• 할 일: 아래 데이터에서 "dark"라는 단어가 들어 있는 줄을 모두 찾아 한 줄도 빠짐없이 옮겨 적으세요. 대소문자를 구분합니다.

• 데이터 영역:

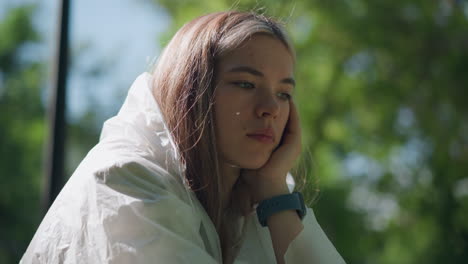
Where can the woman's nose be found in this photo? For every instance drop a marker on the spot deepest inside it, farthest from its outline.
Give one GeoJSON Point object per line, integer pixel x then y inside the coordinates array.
{"type": "Point", "coordinates": [267, 106]}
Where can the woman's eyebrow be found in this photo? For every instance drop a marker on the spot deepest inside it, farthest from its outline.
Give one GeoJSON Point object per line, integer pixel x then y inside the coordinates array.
{"type": "Point", "coordinates": [258, 73]}
{"type": "Point", "coordinates": [248, 70]}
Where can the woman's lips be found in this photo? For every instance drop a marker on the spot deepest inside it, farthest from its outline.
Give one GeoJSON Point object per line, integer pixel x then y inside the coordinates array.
{"type": "Point", "coordinates": [261, 137]}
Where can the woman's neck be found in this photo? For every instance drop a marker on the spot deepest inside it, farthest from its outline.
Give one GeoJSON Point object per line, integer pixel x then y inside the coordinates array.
{"type": "Point", "coordinates": [230, 174]}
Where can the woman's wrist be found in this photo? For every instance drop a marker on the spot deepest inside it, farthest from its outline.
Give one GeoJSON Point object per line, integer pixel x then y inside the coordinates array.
{"type": "Point", "coordinates": [271, 190]}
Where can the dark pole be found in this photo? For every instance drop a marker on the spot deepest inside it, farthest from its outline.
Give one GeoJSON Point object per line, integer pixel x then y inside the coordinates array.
{"type": "Point", "coordinates": [54, 169]}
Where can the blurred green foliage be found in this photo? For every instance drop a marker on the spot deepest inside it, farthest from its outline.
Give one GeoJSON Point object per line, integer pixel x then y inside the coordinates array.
{"type": "Point", "coordinates": [21, 134]}
{"type": "Point", "coordinates": [382, 91]}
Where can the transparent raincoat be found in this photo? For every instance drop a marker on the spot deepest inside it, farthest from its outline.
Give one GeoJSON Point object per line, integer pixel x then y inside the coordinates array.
{"type": "Point", "coordinates": [127, 202]}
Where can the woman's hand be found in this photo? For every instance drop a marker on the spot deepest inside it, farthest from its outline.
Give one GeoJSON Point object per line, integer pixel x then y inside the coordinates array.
{"type": "Point", "coordinates": [270, 180]}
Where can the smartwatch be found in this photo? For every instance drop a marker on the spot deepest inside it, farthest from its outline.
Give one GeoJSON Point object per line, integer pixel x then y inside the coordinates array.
{"type": "Point", "coordinates": [292, 201]}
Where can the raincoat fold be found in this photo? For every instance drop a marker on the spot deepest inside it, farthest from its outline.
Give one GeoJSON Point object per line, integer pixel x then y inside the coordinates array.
{"type": "Point", "coordinates": [127, 202]}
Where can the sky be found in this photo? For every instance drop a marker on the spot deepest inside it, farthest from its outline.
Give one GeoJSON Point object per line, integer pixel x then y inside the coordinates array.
{"type": "Point", "coordinates": [120, 37]}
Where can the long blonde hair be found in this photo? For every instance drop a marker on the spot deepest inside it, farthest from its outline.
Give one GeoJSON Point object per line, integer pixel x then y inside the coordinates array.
{"type": "Point", "coordinates": [184, 85]}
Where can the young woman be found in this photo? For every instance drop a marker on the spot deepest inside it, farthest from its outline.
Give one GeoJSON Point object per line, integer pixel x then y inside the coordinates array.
{"type": "Point", "coordinates": [200, 143]}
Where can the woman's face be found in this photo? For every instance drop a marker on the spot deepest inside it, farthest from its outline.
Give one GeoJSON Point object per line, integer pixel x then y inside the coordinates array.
{"type": "Point", "coordinates": [254, 85]}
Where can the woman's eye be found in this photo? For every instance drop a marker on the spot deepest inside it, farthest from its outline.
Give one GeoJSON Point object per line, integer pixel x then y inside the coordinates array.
{"type": "Point", "coordinates": [284, 96]}
{"type": "Point", "coordinates": [245, 85]}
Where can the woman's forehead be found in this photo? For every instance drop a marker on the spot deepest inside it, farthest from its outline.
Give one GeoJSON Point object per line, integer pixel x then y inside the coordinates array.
{"type": "Point", "coordinates": [262, 53]}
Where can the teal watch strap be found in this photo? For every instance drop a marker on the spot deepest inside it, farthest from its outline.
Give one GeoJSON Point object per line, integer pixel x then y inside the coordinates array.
{"type": "Point", "coordinates": [293, 201]}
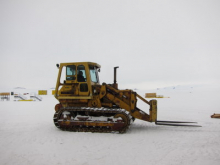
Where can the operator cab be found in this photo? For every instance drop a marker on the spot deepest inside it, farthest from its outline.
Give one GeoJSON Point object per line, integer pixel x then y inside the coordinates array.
{"type": "Point", "coordinates": [76, 79]}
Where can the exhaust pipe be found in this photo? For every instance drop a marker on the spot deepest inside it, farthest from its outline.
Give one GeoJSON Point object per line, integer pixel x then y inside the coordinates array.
{"type": "Point", "coordinates": [115, 85]}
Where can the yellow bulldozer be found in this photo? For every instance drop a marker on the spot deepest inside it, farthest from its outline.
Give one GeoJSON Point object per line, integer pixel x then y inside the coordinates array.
{"type": "Point", "coordinates": [85, 105]}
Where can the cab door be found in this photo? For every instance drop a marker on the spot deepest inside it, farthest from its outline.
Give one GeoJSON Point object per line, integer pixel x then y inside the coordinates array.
{"type": "Point", "coordinates": [83, 79]}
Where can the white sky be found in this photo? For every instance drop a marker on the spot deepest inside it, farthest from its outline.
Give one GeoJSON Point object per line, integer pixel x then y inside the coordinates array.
{"type": "Point", "coordinates": [154, 43]}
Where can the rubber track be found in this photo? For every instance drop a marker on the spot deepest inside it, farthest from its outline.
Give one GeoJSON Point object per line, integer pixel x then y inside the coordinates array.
{"type": "Point", "coordinates": [92, 129]}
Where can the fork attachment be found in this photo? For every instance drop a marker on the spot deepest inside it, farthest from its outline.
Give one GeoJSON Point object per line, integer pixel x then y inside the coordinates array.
{"type": "Point", "coordinates": [176, 123]}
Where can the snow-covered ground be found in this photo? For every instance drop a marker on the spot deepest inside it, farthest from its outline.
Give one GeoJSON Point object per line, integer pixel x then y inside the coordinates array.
{"type": "Point", "coordinates": [29, 137]}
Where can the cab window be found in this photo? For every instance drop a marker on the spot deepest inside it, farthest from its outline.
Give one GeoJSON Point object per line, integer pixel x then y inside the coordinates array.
{"type": "Point", "coordinates": [81, 74]}
{"type": "Point", "coordinates": [70, 72]}
{"type": "Point", "coordinates": [93, 74]}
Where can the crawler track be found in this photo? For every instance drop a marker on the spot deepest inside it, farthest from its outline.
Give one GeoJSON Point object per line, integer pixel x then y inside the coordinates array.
{"type": "Point", "coordinates": [86, 119]}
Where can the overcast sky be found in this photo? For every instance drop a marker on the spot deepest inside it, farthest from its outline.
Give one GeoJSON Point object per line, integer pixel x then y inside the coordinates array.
{"type": "Point", "coordinates": [154, 43]}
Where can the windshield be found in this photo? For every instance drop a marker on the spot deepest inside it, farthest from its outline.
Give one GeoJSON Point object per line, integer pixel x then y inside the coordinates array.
{"type": "Point", "coordinates": [94, 74]}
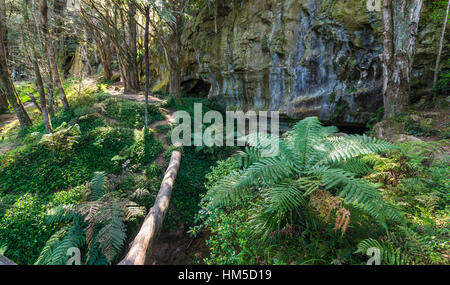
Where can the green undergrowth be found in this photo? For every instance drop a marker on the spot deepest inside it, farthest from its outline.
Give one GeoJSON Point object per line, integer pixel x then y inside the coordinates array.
{"type": "Point", "coordinates": [98, 134]}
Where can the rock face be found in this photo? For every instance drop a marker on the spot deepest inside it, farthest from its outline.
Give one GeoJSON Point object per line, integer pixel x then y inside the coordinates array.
{"type": "Point", "coordinates": [300, 57]}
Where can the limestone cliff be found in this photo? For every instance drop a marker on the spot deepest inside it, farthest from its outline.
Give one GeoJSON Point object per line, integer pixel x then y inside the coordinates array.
{"type": "Point", "coordinates": [301, 57]}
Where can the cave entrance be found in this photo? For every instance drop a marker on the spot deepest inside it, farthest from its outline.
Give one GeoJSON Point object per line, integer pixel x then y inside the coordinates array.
{"type": "Point", "coordinates": [196, 88]}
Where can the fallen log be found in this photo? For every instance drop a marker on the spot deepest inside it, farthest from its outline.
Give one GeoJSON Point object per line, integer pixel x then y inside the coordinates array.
{"type": "Point", "coordinates": [149, 232]}
{"type": "Point", "coordinates": [5, 261]}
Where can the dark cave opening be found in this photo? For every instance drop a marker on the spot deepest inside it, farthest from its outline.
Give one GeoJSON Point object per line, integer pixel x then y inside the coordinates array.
{"type": "Point", "coordinates": [196, 88]}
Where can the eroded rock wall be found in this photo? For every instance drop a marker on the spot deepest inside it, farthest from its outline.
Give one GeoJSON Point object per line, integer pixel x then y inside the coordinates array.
{"type": "Point", "coordinates": [301, 57]}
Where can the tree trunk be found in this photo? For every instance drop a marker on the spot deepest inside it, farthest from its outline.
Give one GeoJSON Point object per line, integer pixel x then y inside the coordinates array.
{"type": "Point", "coordinates": [175, 82]}
{"type": "Point", "coordinates": [400, 24]}
{"type": "Point", "coordinates": [7, 86]}
{"type": "Point", "coordinates": [3, 38]}
{"type": "Point", "coordinates": [6, 83]}
{"type": "Point", "coordinates": [147, 64]}
{"type": "Point", "coordinates": [37, 71]}
{"type": "Point", "coordinates": [441, 44]}
{"type": "Point", "coordinates": [3, 103]}
{"type": "Point", "coordinates": [51, 53]}
{"type": "Point", "coordinates": [85, 45]}
{"type": "Point", "coordinates": [142, 245]}
{"type": "Point", "coordinates": [132, 75]}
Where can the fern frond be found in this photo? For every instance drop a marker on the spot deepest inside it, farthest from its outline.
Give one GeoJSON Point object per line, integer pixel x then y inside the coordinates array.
{"type": "Point", "coordinates": [388, 254]}
{"type": "Point", "coordinates": [53, 242]}
{"type": "Point", "coordinates": [62, 213]}
{"type": "Point", "coordinates": [286, 196]}
{"type": "Point", "coordinates": [306, 136]}
{"type": "Point", "coordinates": [97, 186]}
{"type": "Point", "coordinates": [359, 193]}
{"type": "Point", "coordinates": [73, 239]}
{"type": "Point", "coordinates": [226, 191]}
{"type": "Point", "coordinates": [112, 235]}
{"type": "Point", "coordinates": [350, 146]}
{"type": "Point", "coordinates": [354, 165]}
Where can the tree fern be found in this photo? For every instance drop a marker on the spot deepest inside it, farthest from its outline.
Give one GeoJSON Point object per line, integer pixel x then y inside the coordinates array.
{"type": "Point", "coordinates": [389, 255]}
{"type": "Point", "coordinates": [111, 236]}
{"type": "Point", "coordinates": [310, 157]}
{"type": "Point", "coordinates": [96, 227]}
{"type": "Point", "coordinates": [97, 186]}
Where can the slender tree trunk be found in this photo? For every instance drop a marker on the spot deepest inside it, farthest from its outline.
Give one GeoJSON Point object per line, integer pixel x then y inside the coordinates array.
{"type": "Point", "coordinates": [51, 53]}
{"type": "Point", "coordinates": [175, 82]}
{"type": "Point", "coordinates": [132, 66]}
{"type": "Point", "coordinates": [85, 45]}
{"type": "Point", "coordinates": [7, 86]}
{"type": "Point", "coordinates": [147, 64]}
{"type": "Point", "coordinates": [50, 94]}
{"type": "Point", "coordinates": [400, 24]}
{"type": "Point", "coordinates": [3, 38]}
{"type": "Point", "coordinates": [37, 71]}
{"type": "Point", "coordinates": [441, 44]}
{"type": "Point", "coordinates": [3, 102]}
{"type": "Point", "coordinates": [6, 83]}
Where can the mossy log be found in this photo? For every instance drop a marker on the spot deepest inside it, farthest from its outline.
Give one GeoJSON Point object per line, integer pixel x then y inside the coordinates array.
{"type": "Point", "coordinates": [142, 245]}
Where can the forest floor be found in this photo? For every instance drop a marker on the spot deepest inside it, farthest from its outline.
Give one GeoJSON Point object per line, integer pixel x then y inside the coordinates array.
{"type": "Point", "coordinates": [174, 246]}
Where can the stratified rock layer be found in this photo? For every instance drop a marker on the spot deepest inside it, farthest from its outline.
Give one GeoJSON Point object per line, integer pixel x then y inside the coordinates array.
{"type": "Point", "coordinates": [300, 57]}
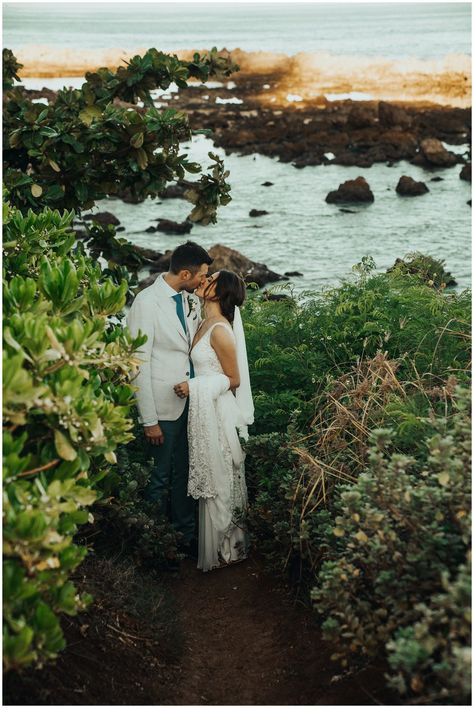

• 풀이 결과:
Where can the dark pole be found in this photo? For every instance drop a marker on the spot deepest inside it, farthest from its outline.
Where can the dark cave opening be found in this photo? For every instance drop a marker on the spot deepest inside it, farthest from its outline.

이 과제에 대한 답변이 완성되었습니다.